━━ Available data

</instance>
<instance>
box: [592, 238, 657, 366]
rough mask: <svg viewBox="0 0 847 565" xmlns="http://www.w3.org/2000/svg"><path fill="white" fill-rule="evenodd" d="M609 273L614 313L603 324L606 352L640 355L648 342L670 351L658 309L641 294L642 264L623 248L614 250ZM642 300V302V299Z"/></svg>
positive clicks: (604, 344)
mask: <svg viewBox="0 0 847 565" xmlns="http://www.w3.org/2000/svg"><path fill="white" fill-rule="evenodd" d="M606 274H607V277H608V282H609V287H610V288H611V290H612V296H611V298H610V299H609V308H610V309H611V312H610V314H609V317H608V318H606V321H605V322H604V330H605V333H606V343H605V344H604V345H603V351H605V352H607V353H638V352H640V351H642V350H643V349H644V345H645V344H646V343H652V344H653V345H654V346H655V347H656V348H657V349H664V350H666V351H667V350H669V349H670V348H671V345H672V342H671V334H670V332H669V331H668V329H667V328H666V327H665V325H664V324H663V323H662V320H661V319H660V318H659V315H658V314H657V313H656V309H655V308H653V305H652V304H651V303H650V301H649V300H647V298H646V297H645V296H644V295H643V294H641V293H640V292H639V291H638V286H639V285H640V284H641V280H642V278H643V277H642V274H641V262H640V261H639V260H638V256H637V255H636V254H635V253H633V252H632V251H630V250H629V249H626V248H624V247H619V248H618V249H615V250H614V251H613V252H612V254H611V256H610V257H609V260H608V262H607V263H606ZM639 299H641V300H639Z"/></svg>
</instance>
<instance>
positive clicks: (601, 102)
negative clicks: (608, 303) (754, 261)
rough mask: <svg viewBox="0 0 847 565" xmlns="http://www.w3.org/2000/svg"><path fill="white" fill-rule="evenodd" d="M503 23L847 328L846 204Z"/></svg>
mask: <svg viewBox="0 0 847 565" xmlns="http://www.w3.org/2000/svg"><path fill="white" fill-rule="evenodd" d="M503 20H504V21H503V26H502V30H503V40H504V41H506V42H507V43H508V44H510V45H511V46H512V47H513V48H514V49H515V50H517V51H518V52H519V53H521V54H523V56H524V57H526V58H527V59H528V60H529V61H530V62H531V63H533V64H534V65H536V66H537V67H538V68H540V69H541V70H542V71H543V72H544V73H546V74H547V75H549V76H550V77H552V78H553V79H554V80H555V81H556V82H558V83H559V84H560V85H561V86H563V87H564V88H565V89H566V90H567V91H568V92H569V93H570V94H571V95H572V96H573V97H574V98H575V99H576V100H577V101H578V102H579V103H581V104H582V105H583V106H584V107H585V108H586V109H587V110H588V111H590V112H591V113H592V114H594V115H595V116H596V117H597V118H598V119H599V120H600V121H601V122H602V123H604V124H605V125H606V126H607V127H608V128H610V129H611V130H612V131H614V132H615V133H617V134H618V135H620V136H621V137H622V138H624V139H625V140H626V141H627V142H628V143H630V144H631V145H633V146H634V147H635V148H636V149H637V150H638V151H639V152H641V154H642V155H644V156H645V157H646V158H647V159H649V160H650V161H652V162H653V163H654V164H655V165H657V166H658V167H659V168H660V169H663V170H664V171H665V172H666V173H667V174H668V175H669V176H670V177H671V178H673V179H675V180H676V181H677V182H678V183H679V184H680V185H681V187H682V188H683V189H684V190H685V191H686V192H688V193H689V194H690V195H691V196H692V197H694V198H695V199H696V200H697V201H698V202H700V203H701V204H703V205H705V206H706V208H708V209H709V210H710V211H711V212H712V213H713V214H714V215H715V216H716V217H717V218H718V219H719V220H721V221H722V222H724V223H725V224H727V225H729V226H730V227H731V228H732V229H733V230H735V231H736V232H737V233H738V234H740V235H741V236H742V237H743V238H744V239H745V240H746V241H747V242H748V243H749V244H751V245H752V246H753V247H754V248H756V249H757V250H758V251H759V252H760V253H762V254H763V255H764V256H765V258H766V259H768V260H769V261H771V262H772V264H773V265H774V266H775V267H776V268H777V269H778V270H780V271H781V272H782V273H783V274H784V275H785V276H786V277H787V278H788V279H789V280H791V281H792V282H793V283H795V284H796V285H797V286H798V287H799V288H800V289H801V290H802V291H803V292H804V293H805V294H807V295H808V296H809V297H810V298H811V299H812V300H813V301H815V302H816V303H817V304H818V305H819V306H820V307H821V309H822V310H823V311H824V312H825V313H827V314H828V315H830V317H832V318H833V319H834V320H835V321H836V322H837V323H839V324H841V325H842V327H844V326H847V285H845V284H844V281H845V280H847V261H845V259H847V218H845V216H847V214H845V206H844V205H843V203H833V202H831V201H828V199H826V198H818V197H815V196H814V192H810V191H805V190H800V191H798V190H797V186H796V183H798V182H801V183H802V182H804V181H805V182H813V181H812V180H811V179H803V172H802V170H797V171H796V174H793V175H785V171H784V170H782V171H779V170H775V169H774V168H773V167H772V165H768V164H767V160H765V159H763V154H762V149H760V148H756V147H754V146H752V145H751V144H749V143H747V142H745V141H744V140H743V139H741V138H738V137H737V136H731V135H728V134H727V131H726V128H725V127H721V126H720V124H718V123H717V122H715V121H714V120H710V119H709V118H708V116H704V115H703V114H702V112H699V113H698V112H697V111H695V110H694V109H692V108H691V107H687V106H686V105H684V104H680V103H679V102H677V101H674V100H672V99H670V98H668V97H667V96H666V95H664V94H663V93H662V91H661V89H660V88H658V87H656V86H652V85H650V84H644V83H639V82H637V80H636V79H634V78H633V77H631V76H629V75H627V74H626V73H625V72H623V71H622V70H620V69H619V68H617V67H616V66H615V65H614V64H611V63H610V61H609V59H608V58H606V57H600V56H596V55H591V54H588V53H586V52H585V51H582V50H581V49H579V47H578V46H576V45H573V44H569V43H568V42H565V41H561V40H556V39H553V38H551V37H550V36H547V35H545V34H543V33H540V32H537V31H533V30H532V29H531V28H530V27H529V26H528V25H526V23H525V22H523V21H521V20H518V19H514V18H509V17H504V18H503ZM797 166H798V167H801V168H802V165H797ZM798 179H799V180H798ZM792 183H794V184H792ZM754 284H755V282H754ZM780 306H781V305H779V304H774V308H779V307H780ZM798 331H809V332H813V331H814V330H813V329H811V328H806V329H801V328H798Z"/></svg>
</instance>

━━━━

Copy all of the material above line for line, leaving every character unchanged.

▸ Answer
</instance>
<instance>
box: [592, 238, 657, 366]
rough mask: <svg viewBox="0 0 847 565" xmlns="http://www.w3.org/2000/svg"><path fill="white" fill-rule="evenodd" d="M609 273L614 313L603 324L606 352L640 355L648 342L670 351L658 309L641 294L642 264L623 248L614 250ZM642 300V302V299Z"/></svg>
positive clicks: (604, 344)
mask: <svg viewBox="0 0 847 565" xmlns="http://www.w3.org/2000/svg"><path fill="white" fill-rule="evenodd" d="M606 274H607V277H608V282H609V287H610V288H611V290H612V296H611V298H610V299H609V308H610V309H611V312H610V314H609V317H608V318H606V321H605V322H604V330H605V333H606V343H605V344H604V345H603V351H605V352H607V353H638V352H640V351H642V350H643V349H644V345H645V344H646V343H652V344H653V345H654V346H655V347H656V348H657V349H664V350H666V351H667V350H669V349H670V348H671V345H672V342H671V334H670V332H669V331H668V329H667V328H666V327H665V325H664V324H663V323H662V320H661V319H660V318H659V315H658V314H657V313H656V309H655V308H653V305H652V304H651V303H650V301H649V300H647V298H646V297H645V296H644V295H643V294H641V293H640V292H639V291H638V286H639V285H640V284H641V280H642V278H643V277H642V274H641V262H640V261H639V260H638V256H637V255H636V254H635V253H633V252H632V251H630V250H629V249H626V248H624V247H619V248H618V249H615V250H614V251H613V252H612V254H611V256H610V257H609V260H608V262H607V263H606ZM639 299H641V300H639Z"/></svg>
</instance>
<instance>
positive clicks: (601, 102)
negative clicks: (608, 303) (754, 261)
rough mask: <svg viewBox="0 0 847 565" xmlns="http://www.w3.org/2000/svg"><path fill="white" fill-rule="evenodd" d="M503 23L847 328L846 204Z"/></svg>
mask: <svg viewBox="0 0 847 565" xmlns="http://www.w3.org/2000/svg"><path fill="white" fill-rule="evenodd" d="M503 20H504V21H503V26H502V30H503V40H504V41H506V42H507V43H508V44H510V45H511V46H512V47H513V48H514V49H515V50H517V51H518V52H519V53H521V54H523V56H524V57H526V58H527V59H528V60H529V61H530V62H531V63H533V64H534V65H536V66H537V67H538V68H540V69H541V70H542V71H543V72H544V73H546V74H547V75H549V76H550V77H552V78H553V79H554V80H555V81H556V82H558V83H559V84H560V85H561V86H563V87H564V88H565V89H566V90H567V91H568V92H569V93H570V94H571V95H572V96H573V97H574V98H575V99H576V100H577V101H578V102H579V103H581V104H582V105H583V106H584V107H585V108H586V109H587V110H588V111H590V112H591V113H592V114H594V115H595V116H596V117H597V118H598V119H599V120H600V121H601V122H602V123H604V124H605V125H606V126H607V127H608V128H610V129H611V130H612V131H614V132H615V133H617V134H618V135H620V136H621V137H622V138H624V139H625V140H626V141H627V142H628V143H630V144H631V145H633V146H634V147H635V148H636V149H637V150H638V151H639V152H641V154H642V155H644V156H645V157H646V158H647V159H649V160H650V161H652V162H653V163H654V164H655V165H657V166H658V167H659V168H660V169H663V170H664V171H665V172H666V173H667V174H668V175H669V176H670V177H671V178H673V179H675V180H676V181H677V182H678V183H679V184H680V185H681V187H682V188H683V189H684V190H685V191H686V192H688V193H689V194H690V195H691V196H692V197H694V198H695V199H696V200H697V201H698V202H700V203H701V204H703V205H705V206H706V208H708V209H709V210H710V211H711V212H712V213H713V214H714V215H715V216H716V217H717V218H718V219H719V220H721V221H722V222H724V223H725V224H727V225H729V226H730V227H731V228H732V229H733V230H735V231H736V232H737V233H738V234H740V235H741V236H742V237H743V238H744V239H745V240H746V241H747V242H748V243H749V244H751V245H752V246H753V247H754V248H756V249H757V250H758V251H759V252H760V253H762V254H763V255H764V256H765V258H766V259H768V260H769V261H771V262H772V264H773V265H774V266H775V267H776V268H777V269H778V270H780V271H781V272H782V273H783V274H784V275H785V276H786V277H787V278H788V279H789V280H791V281H792V282H793V283H795V284H796V285H797V286H798V287H799V288H800V289H801V290H802V291H803V292H804V293H805V294H807V295H808V296H809V297H810V298H811V299H812V300H813V301H815V302H816V303H817V304H818V305H819V306H820V307H821V309H822V310H823V311H824V312H825V313H827V314H828V315H830V317H832V318H833V319H834V320H835V321H836V322H837V323H839V324H841V325H842V327H844V326H847V285H845V284H844V281H845V280H847V261H845V259H847V218H845V216H847V214H845V206H844V205H843V203H833V202H831V201H828V199H826V198H818V197H815V196H814V192H810V191H805V190H800V191H798V190H797V186H796V183H798V182H801V183H802V182H804V181H805V182H813V181H812V180H811V179H803V172H802V170H797V171H796V174H793V175H785V171H784V170H782V171H779V170H775V169H774V168H773V167H772V165H768V164H767V160H765V159H763V154H762V149H760V148H756V147H754V146H752V145H751V144H749V143H747V142H745V141H744V140H743V139H741V138H738V137H737V136H731V135H728V134H727V131H726V128H725V127H721V126H720V124H718V123H717V122H715V121H714V120H710V119H709V118H708V116H704V115H703V114H702V112H699V113H698V112H697V111H695V110H694V109H692V108H691V107H687V106H686V105H684V104H680V103H679V102H677V101H674V100H672V99H670V98H668V97H667V96H666V95H664V94H663V93H662V91H661V89H660V88H658V87H656V86H652V85H650V84H644V83H639V82H637V80H636V79H634V78H633V77H631V76H629V75H627V74H626V73H625V72H623V71H622V70H620V69H619V68H617V67H616V66H615V65H614V64H611V63H610V61H609V59H608V58H606V57H600V56H596V55H591V54H588V53H586V52H585V51H582V50H581V49H579V47H578V46H576V45H573V44H569V43H568V42H565V41H561V40H556V39H553V38H551V37H550V36H547V35H545V34H543V33H540V32H537V31H533V30H532V29H531V28H530V27H529V26H528V25H526V23H525V22H523V21H521V20H518V19H514V18H509V17H504V18H503ZM797 166H798V167H801V168H802V165H797ZM798 179H799V180H798ZM792 183H794V184H792ZM754 284H755V282H754ZM780 306H781V305H779V304H774V308H779V307H780ZM798 331H809V332H813V331H814V330H813V329H811V328H806V329H801V328H798Z"/></svg>
</instance>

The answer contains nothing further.